▸ INSTRUCTIONS FOR THE TASK
Print every entry below again. Nothing may differ from the original.

▸ PROVIDED INFORMATION
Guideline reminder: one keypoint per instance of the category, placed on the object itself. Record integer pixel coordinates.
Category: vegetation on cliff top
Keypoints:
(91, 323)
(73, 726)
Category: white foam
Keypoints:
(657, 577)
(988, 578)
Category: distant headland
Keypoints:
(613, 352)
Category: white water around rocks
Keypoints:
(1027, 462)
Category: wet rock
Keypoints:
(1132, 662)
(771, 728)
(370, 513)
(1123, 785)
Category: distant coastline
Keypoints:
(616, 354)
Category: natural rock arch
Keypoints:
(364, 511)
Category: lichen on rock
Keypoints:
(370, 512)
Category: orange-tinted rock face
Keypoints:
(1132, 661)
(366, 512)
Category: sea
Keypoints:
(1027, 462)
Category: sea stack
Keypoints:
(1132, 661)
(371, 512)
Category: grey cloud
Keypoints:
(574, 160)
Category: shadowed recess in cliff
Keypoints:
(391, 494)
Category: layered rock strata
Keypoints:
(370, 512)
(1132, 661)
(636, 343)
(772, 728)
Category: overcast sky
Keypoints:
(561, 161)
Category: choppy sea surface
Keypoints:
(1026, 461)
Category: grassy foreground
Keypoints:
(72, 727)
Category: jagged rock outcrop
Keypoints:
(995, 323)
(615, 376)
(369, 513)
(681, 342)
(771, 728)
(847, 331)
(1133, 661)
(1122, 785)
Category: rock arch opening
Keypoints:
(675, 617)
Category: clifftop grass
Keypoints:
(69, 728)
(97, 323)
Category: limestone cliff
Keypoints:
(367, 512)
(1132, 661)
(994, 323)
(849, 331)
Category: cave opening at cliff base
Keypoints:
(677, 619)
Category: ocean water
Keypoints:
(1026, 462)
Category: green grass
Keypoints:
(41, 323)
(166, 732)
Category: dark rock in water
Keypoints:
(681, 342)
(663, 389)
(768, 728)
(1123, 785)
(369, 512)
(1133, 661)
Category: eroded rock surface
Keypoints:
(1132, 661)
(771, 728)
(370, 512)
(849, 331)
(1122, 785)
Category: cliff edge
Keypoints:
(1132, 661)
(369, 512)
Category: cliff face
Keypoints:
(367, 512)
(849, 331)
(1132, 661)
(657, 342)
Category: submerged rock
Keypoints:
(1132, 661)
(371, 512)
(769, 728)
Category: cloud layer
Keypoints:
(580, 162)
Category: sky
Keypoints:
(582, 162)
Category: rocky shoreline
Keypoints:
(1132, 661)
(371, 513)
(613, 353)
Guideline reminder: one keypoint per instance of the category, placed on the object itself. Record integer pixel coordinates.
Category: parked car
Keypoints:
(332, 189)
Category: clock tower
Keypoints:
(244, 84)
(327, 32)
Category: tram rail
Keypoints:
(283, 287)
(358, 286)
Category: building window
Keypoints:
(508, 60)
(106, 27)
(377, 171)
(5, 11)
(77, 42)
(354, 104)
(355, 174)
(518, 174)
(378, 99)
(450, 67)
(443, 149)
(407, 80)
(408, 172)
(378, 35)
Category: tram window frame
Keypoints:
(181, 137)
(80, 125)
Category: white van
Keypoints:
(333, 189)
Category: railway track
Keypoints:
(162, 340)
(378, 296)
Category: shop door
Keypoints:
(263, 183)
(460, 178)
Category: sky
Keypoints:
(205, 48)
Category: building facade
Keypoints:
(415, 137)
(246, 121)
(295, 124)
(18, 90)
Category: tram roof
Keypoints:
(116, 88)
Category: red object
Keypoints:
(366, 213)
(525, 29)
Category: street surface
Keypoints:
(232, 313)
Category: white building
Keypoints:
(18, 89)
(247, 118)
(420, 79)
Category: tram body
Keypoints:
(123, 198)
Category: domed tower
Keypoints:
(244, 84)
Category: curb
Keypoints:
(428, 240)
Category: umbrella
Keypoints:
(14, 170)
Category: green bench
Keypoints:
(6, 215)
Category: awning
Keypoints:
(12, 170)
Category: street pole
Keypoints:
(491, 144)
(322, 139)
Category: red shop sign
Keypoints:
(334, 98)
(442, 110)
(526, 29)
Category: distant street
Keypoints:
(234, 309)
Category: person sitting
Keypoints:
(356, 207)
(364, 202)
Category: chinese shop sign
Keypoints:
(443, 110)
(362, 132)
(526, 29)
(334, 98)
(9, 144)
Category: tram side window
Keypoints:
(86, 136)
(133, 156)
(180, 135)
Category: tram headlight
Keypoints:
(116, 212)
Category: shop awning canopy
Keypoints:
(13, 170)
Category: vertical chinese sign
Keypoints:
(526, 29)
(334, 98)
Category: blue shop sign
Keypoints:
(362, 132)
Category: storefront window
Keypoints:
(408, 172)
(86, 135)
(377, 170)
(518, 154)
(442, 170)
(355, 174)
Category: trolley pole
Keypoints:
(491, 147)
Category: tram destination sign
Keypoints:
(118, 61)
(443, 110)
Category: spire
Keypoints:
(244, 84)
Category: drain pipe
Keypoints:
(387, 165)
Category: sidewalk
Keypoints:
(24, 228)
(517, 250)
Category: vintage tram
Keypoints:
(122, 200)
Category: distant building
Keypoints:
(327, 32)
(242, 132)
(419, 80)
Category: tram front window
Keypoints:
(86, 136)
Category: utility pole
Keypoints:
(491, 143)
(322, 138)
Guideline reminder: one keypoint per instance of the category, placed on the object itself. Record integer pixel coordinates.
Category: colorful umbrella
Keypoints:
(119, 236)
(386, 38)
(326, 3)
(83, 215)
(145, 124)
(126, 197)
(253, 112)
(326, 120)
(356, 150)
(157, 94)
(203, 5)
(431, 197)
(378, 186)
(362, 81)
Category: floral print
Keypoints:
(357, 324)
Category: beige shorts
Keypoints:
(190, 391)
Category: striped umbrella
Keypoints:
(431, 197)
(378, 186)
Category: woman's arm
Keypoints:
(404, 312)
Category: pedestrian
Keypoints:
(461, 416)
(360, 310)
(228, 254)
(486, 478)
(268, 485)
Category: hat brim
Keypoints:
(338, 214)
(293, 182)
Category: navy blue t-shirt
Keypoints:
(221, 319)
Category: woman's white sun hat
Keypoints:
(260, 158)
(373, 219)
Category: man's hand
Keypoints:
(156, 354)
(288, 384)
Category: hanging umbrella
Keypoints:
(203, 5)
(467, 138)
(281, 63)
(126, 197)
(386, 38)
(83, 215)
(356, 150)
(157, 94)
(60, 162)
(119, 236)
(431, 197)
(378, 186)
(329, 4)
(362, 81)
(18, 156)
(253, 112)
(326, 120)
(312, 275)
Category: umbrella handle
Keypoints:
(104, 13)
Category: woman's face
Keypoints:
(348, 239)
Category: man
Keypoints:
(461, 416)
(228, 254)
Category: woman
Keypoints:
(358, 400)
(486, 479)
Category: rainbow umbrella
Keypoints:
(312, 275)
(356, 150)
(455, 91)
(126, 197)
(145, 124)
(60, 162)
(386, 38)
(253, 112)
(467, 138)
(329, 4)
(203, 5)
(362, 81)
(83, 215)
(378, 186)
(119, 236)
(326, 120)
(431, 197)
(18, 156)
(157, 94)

▸ RESULT FOR THIS TASK
Guideline reminder: one keypoint per instance of the category, placed on the object itself. Record integer pixel coordinates.
Category: vegetation on cliff top
Keypoints:
(91, 323)
(73, 726)
Category: white foam
Keypoints:
(657, 577)
(988, 578)
Category: distant headland
Keypoints:
(613, 352)
Category: white water around rocks
Keypoints:
(1027, 462)
Category: wet rock
Keypoints:
(1132, 662)
(771, 728)
(370, 513)
(1123, 785)
Category: distant coastline
Keypoints:
(616, 354)
Category: natural rock arch
Keypoints:
(364, 511)
Category: lichen on rock
Keypoints:
(370, 512)
Category: orange-tinted rock face
Keypoints:
(1132, 661)
(366, 512)
Category: sea
Keypoints:
(1027, 462)
Category: sea stack
Keypoints:
(1132, 661)
(371, 512)
Category: grey cloud
Keypoints:
(574, 160)
Category: shadowed recess in cliff
Keypoints:
(391, 494)
Category: layered rock strata
Keypoints:
(370, 512)
(1132, 661)
(636, 343)
(772, 728)
Category: overcast sky
Keypoints:
(561, 161)
Category: choppy sea surface
Keypoints:
(1026, 461)
Category: grassy foreground
Keypoints:
(72, 727)
Category: jagged rock outcrop
Keypoints:
(995, 323)
(615, 376)
(369, 513)
(681, 342)
(771, 728)
(847, 331)
(1133, 661)
(1122, 785)
Category: rock arch opening
Keypoints:
(675, 617)
Category: clifftop grass
Keypoints:
(69, 728)
(97, 323)
Category: limestone cliff
Keypoints:
(367, 512)
(1132, 661)
(994, 323)
(849, 331)
Category: cave opening at cliff base
Keypoints:
(677, 619)
Category: ocean water
Keypoints:
(1026, 462)
Category: green grass
Keypoints:
(41, 323)
(166, 732)
Category: dark rock in water
Keypoints:
(681, 342)
(663, 389)
(768, 728)
(1123, 785)
(369, 512)
(1133, 661)
Category: eroded rock surface
Keypoints:
(1132, 661)
(771, 728)
(370, 512)
(849, 331)
(1122, 785)
Category: cliff edge
Keypoints:
(1132, 661)
(369, 512)
Category: cliff face
Keypoints:
(367, 512)
(849, 331)
(1132, 661)
(657, 342)
Category: submerged rock
Keypoints:
(1132, 661)
(371, 512)
(769, 728)
Category: cloud layer
Keypoints:
(580, 162)
Category: sky
Keypoints:
(582, 162)
Category: rocky shoreline
Keypoints:
(1132, 661)
(371, 513)
(613, 353)
Guideline reminder: one keypoint per instance of the category, placed on the object itself. Record integer pixel coordinates.
Category: parked car
Keypoints:
(332, 189)
Category: clock tower
Keypoints:
(244, 84)
(327, 32)
Category: tram rail
Keypoints:
(283, 287)
(358, 286)
Category: building window
Keypoints:
(508, 60)
(106, 27)
(377, 171)
(5, 11)
(77, 42)
(354, 104)
(355, 174)
(518, 174)
(378, 99)
(450, 67)
(443, 149)
(407, 80)
(408, 172)
(378, 35)
Category: tram window frame
Keypoints:
(181, 137)
(80, 125)
Category: white van
Keypoints:
(333, 189)
Category: railway track
Keypoints:
(162, 340)
(378, 296)
Category: shop door
Keypoints:
(263, 183)
(460, 178)
Category: sky
Keypoints:
(205, 48)
Category: building facade
Keypoints:
(415, 137)
(246, 121)
(295, 124)
(18, 90)
Category: tram roof
Keypoints:
(116, 88)
Category: red object
Keypoints:
(366, 213)
(525, 29)
Category: street surface
Keypoints:
(232, 313)
Category: white building
Keypoints:
(18, 89)
(247, 118)
(420, 79)
Category: tram body
Keypoints:
(123, 198)
Category: domed tower
Keypoints:
(244, 84)
Category: curb
Keypoints:
(428, 240)
Category: umbrella
Keypoints:
(14, 170)
Category: green bench
Keypoints:
(6, 215)
Category: awning
Keypoints:
(12, 170)
Category: street pole
Keypoints:
(491, 144)
(322, 139)
Category: red shop sign
Keypoints:
(334, 98)
(442, 110)
(526, 29)
Category: distant street
Keypoints:
(234, 309)
Category: person sitting
Keypoints:
(356, 207)
(364, 202)
Category: chinese shop sign
Keypoints:
(443, 110)
(362, 132)
(526, 29)
(334, 98)
(9, 144)
Category: tram side window
Keypoints:
(86, 136)
(133, 156)
(180, 135)
Category: tram headlight
Keypoints:
(116, 212)
Category: shop awning canopy
Keypoints:
(13, 170)
Category: vertical chinese sign
Keypoints:
(526, 29)
(334, 98)
Category: blue shop sign
Keypoints:
(362, 132)
Category: storefront window
Keypoints:
(408, 172)
(86, 135)
(377, 170)
(518, 154)
(442, 170)
(355, 174)
Category: trolley pole
Keypoints:
(491, 147)
Category: tram destination sign
Keypoints:
(118, 61)
(443, 110)
Category: spire
Keypoints:
(244, 84)
Category: drain pipe
Keypoints:
(387, 165)
Category: sidewalk
Keypoints:
(24, 228)
(517, 250)
Category: vintage tram
Keypoints:
(122, 200)
Category: distant building
Keypoints:
(327, 32)
(242, 132)
(419, 80)
Category: tram front window
Keypoints:
(86, 136)
Category: utility pole
Keypoints:
(491, 143)
(322, 138)
Guideline reminder: one keypoint per instance of the category, placed on the object itself. Record integer pixel coordinates.
Category: colorful umbrella
Keypoints:
(119, 236)
(386, 38)
(326, 3)
(83, 215)
(145, 124)
(126, 197)
(253, 112)
(326, 120)
(356, 150)
(157, 94)
(203, 5)
(431, 197)
(378, 186)
(362, 81)
Category: floral print
Keypoints:
(357, 324)
Category: beige shorts
Keypoints:
(190, 391)
Category: striped umbrella
Keypoints:
(431, 197)
(378, 186)
Category: woman's arm
Keypoints:
(404, 312)
Category: pedestrian
Keypoints:
(461, 416)
(360, 310)
(228, 254)
(486, 478)
(268, 485)
Category: hat brim
Keypoints:
(338, 214)
(293, 182)
Category: navy blue t-shirt
Keypoints:
(221, 319)
Category: woman's white sun hat
Keypoints:
(260, 158)
(373, 219)
Category: man's hand
Keypoints:
(156, 354)
(288, 384)
Category: hanging umbrella
Keypoints:
(203, 5)
(467, 138)
(281, 63)
(126, 197)
(386, 38)
(83, 215)
(356, 150)
(157, 94)
(60, 162)
(119, 236)
(431, 197)
(378, 186)
(329, 4)
(362, 81)
(18, 156)
(253, 112)
(326, 120)
(312, 275)
Category: umbrella handle
Keypoints:
(104, 13)
Category: woman's face
Keypoints:
(348, 239)
Category: man
Keypoints:
(461, 416)
(228, 254)
Category: woman
Keypoints:
(358, 400)
(486, 479)
Category: rainbow umbrella
Keypoints:
(312, 275)
(356, 150)
(455, 91)
(126, 197)
(145, 124)
(60, 162)
(386, 38)
(253, 112)
(467, 138)
(329, 4)
(203, 5)
(362, 81)
(83, 215)
(378, 186)
(119, 236)
(326, 120)
(431, 197)
(18, 156)
(157, 94)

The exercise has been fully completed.